- _TASK TO CARRY OUT_
Set down each line of the data below exactly as it stands, dropping the pictures.
EXERCISE MATERIAL: Begin
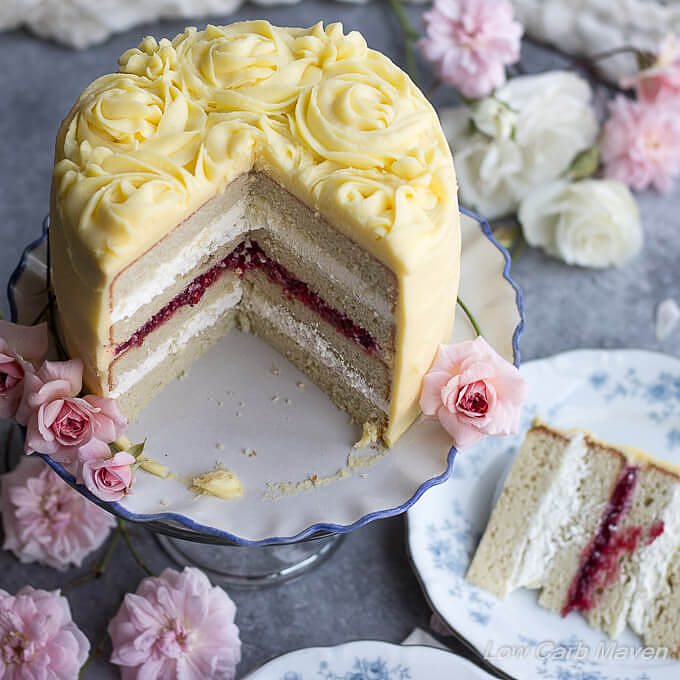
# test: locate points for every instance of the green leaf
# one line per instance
(645, 59)
(136, 450)
(585, 164)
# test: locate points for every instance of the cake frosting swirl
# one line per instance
(338, 123)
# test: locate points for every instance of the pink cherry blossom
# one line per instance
(661, 82)
(470, 42)
(45, 520)
(19, 346)
(57, 421)
(473, 392)
(107, 477)
(38, 639)
(641, 144)
(176, 627)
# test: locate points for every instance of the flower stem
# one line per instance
(410, 36)
(126, 537)
(95, 651)
(469, 315)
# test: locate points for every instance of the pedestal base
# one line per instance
(251, 566)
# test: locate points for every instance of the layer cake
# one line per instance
(595, 527)
(290, 182)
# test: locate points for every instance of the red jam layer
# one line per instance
(246, 257)
(600, 562)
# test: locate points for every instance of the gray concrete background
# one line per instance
(367, 589)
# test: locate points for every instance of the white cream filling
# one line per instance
(653, 565)
(196, 324)
(226, 228)
(556, 519)
(328, 266)
(307, 338)
(220, 232)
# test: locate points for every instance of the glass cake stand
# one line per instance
(244, 407)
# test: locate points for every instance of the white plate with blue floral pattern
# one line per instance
(369, 660)
(625, 396)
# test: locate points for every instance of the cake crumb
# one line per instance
(219, 483)
(369, 435)
(154, 467)
(277, 490)
(357, 462)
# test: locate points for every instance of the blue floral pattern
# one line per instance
(362, 669)
(634, 394)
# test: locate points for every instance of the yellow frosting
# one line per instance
(336, 123)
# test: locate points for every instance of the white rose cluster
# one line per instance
(512, 151)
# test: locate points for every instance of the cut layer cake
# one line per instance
(290, 182)
(595, 527)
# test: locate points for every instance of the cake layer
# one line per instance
(662, 629)
(217, 224)
(602, 469)
(128, 367)
(596, 527)
(647, 537)
(368, 364)
(175, 357)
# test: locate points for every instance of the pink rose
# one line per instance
(107, 477)
(470, 42)
(45, 520)
(38, 639)
(473, 392)
(641, 144)
(660, 82)
(176, 625)
(19, 345)
(59, 422)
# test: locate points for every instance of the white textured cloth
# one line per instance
(584, 27)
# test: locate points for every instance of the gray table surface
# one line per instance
(368, 588)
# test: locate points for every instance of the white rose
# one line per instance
(552, 121)
(592, 223)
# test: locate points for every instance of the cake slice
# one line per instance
(595, 527)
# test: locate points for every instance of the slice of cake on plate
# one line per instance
(595, 527)
(291, 182)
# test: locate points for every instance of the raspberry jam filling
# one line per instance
(600, 562)
(248, 256)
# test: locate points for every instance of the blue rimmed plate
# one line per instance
(369, 660)
(625, 396)
(244, 407)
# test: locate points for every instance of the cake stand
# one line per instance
(244, 407)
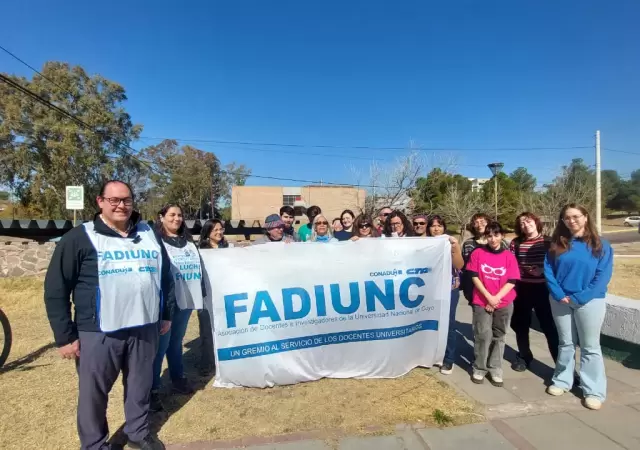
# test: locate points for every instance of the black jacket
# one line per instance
(73, 274)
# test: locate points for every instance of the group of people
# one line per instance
(134, 288)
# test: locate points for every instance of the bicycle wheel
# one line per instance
(5, 338)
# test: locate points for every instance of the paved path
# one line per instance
(519, 415)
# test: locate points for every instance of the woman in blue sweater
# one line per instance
(578, 269)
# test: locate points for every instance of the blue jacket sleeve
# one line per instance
(598, 286)
(554, 287)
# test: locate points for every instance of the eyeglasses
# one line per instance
(573, 218)
(115, 201)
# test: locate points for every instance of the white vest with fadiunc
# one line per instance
(129, 272)
(187, 275)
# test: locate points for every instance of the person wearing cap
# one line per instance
(420, 225)
(273, 231)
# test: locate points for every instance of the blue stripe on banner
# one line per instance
(318, 340)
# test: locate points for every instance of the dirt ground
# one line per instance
(38, 394)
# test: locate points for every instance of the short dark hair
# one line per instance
(347, 211)
(108, 182)
(286, 209)
(493, 228)
(518, 229)
(408, 229)
(313, 211)
(207, 228)
(438, 219)
(475, 217)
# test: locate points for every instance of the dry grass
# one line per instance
(626, 278)
(38, 394)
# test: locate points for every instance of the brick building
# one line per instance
(254, 203)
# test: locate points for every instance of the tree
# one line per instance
(524, 181)
(430, 191)
(507, 198)
(188, 176)
(41, 152)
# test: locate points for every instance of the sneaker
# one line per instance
(182, 386)
(148, 443)
(477, 378)
(446, 369)
(555, 391)
(592, 402)
(155, 403)
(496, 381)
(520, 365)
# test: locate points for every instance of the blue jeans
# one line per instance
(580, 323)
(170, 344)
(450, 352)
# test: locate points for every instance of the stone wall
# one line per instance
(21, 259)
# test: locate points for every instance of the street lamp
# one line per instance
(496, 168)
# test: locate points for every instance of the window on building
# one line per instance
(289, 200)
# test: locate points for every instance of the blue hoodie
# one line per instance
(578, 274)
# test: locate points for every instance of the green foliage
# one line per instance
(41, 152)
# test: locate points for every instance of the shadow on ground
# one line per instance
(172, 402)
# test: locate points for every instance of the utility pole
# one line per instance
(598, 186)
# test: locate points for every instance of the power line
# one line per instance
(620, 151)
(364, 147)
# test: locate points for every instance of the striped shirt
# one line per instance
(530, 254)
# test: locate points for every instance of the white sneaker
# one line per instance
(593, 403)
(555, 391)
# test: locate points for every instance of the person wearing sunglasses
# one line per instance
(121, 305)
(436, 226)
(321, 230)
(382, 218)
(578, 269)
(397, 225)
(494, 271)
(420, 225)
(363, 228)
(346, 219)
(306, 230)
(273, 231)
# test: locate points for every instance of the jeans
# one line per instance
(450, 352)
(533, 297)
(171, 345)
(489, 330)
(580, 323)
(207, 356)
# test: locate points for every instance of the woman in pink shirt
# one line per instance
(494, 271)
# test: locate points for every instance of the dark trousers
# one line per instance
(450, 352)
(489, 330)
(102, 357)
(207, 355)
(533, 297)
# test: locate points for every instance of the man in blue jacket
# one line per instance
(118, 276)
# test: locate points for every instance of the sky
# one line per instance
(460, 80)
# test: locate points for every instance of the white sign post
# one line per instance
(288, 313)
(75, 199)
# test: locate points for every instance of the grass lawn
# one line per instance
(38, 394)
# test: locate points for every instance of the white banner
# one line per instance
(287, 313)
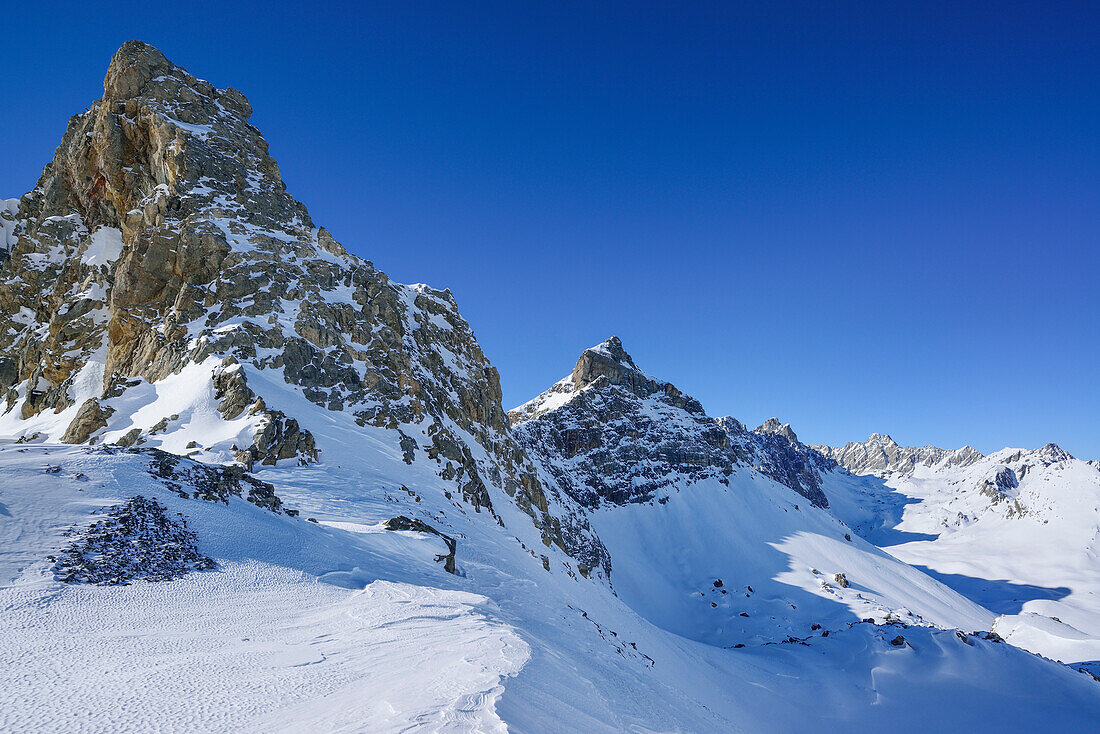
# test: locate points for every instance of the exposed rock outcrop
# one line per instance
(611, 433)
(882, 457)
(161, 248)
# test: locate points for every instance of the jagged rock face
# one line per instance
(882, 457)
(612, 433)
(161, 242)
(774, 450)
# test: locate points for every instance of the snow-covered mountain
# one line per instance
(882, 457)
(248, 483)
(1018, 532)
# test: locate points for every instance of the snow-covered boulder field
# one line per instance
(248, 483)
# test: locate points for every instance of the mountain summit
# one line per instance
(162, 288)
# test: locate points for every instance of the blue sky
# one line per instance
(856, 217)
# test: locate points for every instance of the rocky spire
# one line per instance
(161, 240)
(773, 427)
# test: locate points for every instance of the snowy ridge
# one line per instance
(881, 456)
(372, 544)
(1018, 530)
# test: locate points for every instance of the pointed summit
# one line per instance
(611, 361)
(133, 65)
(772, 426)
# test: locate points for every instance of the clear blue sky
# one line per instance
(856, 217)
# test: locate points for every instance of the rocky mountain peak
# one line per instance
(773, 427)
(608, 431)
(881, 456)
(160, 286)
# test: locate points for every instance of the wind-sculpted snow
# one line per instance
(1016, 532)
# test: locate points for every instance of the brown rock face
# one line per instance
(161, 237)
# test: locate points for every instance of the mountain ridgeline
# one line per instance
(160, 286)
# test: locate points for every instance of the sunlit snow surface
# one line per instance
(1030, 555)
(261, 644)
EXERCISE MATERIAL: End
- _REPLY_
# test: locate points for every instance of the green leaf
# one line per instance
(645, 59)
(136, 450)
(585, 164)
# test: locate points for every instance of the cake frosting swirl
# one line per instance
(338, 123)
# test: locate points for every instance of the pink cherry blossom
# one line per instance
(661, 82)
(470, 42)
(45, 520)
(19, 346)
(57, 421)
(473, 392)
(107, 477)
(38, 639)
(641, 144)
(176, 627)
# test: locate points for every instance of the flower stem
# one line per instance
(410, 36)
(126, 537)
(95, 651)
(469, 315)
# test: locate points for every instance of the pedestal base
# one line per instance
(251, 566)
# test: locate points for every instance of the layer cake
# one line per instance
(595, 527)
(290, 182)
# test: locate points for every instance of the red jam layer
# one line per instance
(246, 257)
(600, 562)
# test: locate points for every instance of the gray concrete background
# one line per instance
(367, 589)
# test: locate points for every instance of the white cream filling
# one line per instance
(653, 565)
(196, 324)
(226, 228)
(556, 519)
(328, 266)
(307, 338)
(220, 232)
# test: locate points for every instance of the glass cake stand
# one line per instance
(244, 407)
# test: locate points for every instance of the white plate with blue floral pattern
# one line per instance
(369, 660)
(625, 396)
# test: locate points for every instance of the cake crumb
# one line per instance
(219, 483)
(369, 435)
(154, 467)
(277, 490)
(357, 462)
# test: locate points for every instance of the blue floral pattern
# one line per instance
(362, 669)
(634, 394)
# test: locate points for every instance of the yellow frosting
# one line per instance
(336, 123)
# test: locate points for every instance of the white rose cluster
# one line per instance
(512, 151)
# test: locate points for every instance of the cut layer cake
# one line per instance
(290, 182)
(595, 527)
# test: locate points for every instance of the cake layer
# one line per instance
(662, 629)
(217, 224)
(602, 469)
(128, 367)
(596, 527)
(647, 537)
(368, 364)
(175, 357)
# test: locate points for every instance of the pink rose
# one line per instance
(107, 477)
(470, 42)
(45, 520)
(38, 639)
(473, 392)
(641, 144)
(660, 82)
(176, 625)
(19, 345)
(59, 422)
# test: locate points for every instance of the white textured cloth
# one line per instance
(584, 27)
# test: locate points for every instance of the gray table surface
# one line per instance
(368, 588)
# test: locate points for every instance of the white rose
# one line per instance
(552, 121)
(592, 223)
# test: locate points for every instance of the cake slice
# one line per instance
(595, 527)
# test: locate points for every instance of the slice of cake on plate
# one line per instance
(595, 527)
(291, 182)
# test: locate points for every instance of the raspberry jam filling
# one line per instance
(600, 562)
(248, 256)
# test: locate points for every instance of the blue rimmed plate
# one line per instance
(369, 660)
(625, 396)
(244, 407)
# test: locate points for every instance of the cake stand
# one line per instance
(244, 407)
# test: locate points for every instance of the black jacket
# one line per instance
(73, 274)
# test: locate points for every instance of the group of people
# one line per instance
(134, 288)
# test: locate points for every instance of the bicycle wheel
# one line per instance
(5, 338)
# test: locate points for every instance of the paved path
# one line per instance
(519, 415)
# test: locate points for every instance of the woman in blue sweater
# one line per instance
(578, 269)
# test: locate points for every instance of the blue jacket sleeve
# one line per instance
(598, 286)
(554, 287)
# test: locate points for every instance of the eyeglasses
# one line per instance
(573, 218)
(115, 201)
# test: locate points for every instance of the white vest with fadiunc
# one line per instance
(129, 272)
(187, 275)
# test: locate points for every instance of the person wearing cap
# one line per instance
(420, 225)
(273, 231)
# test: locate points for every instance of the blue stripe on banner
# one line per instance
(318, 340)
# test: locate points for every instance of the dirt ground
# one line per instance
(38, 394)
# test: locate points for every instance of the short dark hair
# one line per instance
(347, 211)
(108, 182)
(286, 209)
(493, 228)
(518, 229)
(408, 229)
(313, 211)
(207, 228)
(438, 219)
(475, 217)
# test: locate points for every instance of the dry grass
# one line per instance
(626, 278)
(38, 394)
# test: locate points for every instance of the brick building
# one line per instance
(254, 203)
# test: locate points for every instance of the tree
# one line per instance
(524, 181)
(430, 191)
(507, 198)
(188, 176)
(41, 152)
# test: locate points for every instance of the sneaker
# one line per instance
(182, 386)
(148, 443)
(477, 378)
(446, 369)
(555, 391)
(592, 402)
(155, 403)
(496, 381)
(520, 365)
# test: locate points for every instance of the blue jeans
# one line per instance
(580, 323)
(170, 344)
(450, 352)
# test: locate points for every instance of the stone wall
# one line per instance
(21, 259)
# test: locate points for every instance of the street lamp
# one line per instance
(496, 168)
# test: locate points for every instance of the window on building
# one line per instance
(289, 200)
# test: locate points for every instance of the blue hoodie
# one line per instance
(578, 274)
# test: locate points for every instance of the green foliage
# one line per instance
(41, 152)
# test: locate points for every instance of the shadow on ground
# one line per instance
(172, 402)
# test: locate points for every instance of the utility pole
# one line per instance
(598, 186)
# test: locate points for every instance of the power line
# one line per instance
(620, 151)
(364, 147)
# test: locate points for every instance of the striped shirt
# one line per instance
(530, 254)
# test: locate points for every instance of the white sneaker
# one line per instance
(593, 403)
(555, 391)
# test: locate points for every instance of the person wearing sunglasses
# one line per instance
(121, 305)
(436, 226)
(321, 230)
(382, 218)
(578, 269)
(397, 225)
(494, 271)
(420, 225)
(363, 228)
(346, 219)
(306, 230)
(273, 231)
# test: locate points for every instance of the jeans
# one line per instance
(450, 352)
(533, 297)
(171, 345)
(489, 330)
(580, 323)
(207, 356)
# test: locate points for every instance of the woman in pink shirt
# one line per instance
(494, 271)
# test: locate points for every instance of the dark trousers
# one line per instance
(450, 352)
(489, 330)
(102, 357)
(207, 355)
(533, 297)
# test: locate points for every instance of the man in blue jacket
# one line per instance
(118, 276)
# test: locate points for every instance of the sky
# one line per instance
(460, 80)
# test: locate points for every instance of the white sign post
# one line per instance
(288, 313)
(75, 199)
# test: locate points for every instance of the grass lawn
# one line per instance
(38, 394)
# test: locate points for every instance of the white banner
# one line per instance
(287, 313)
# test: locate points for every instance of the exposed rock outcrop
# one line per instance
(611, 433)
(882, 457)
(161, 248)
# test: locate points for every instance of the jagged rock face
# one line per instance
(882, 457)
(612, 433)
(161, 242)
(774, 450)
# test: locate points for every instance of the snow-covered mountain
# one line per instance
(882, 457)
(248, 483)
(1018, 532)
# test: locate points for every instance of the snow-covered boulder field
# one line per instance
(248, 483)
# test: locate points for every instance of the mountain summit
# one line per instance
(162, 288)
# test: locate points for every instance of the blue sky
# one line per instance
(856, 217)
# test: locate points for every instance of the rocky spire
# one line per instance
(161, 240)
(773, 427)
# test: locate points for every instance of the snowy ridge
# one line per instance
(881, 456)
(372, 544)
(1018, 530)
# test: locate points for every instance of the pointed summit
# one line per instance
(611, 361)
(133, 65)
(772, 426)
# test: locate points for every instance of the clear blue sky
# one line per instance
(856, 217)
# test: locate points for every instance of the rocky mountain peak
# one line per instance
(773, 427)
(608, 431)
(881, 456)
(160, 286)
# test: locate points for every instance of the wind-sculpted snow
# one line per instance
(1016, 532)
# test: locate points for every instance of the brown rock face
# one line per instance
(161, 237)
# test: locate points for every instance of the mountain ridgeline
# one line per instance
(160, 286)
# test: locate points for every instance of the sunlit snow surface
# one line per instance
(1030, 555)
(261, 644)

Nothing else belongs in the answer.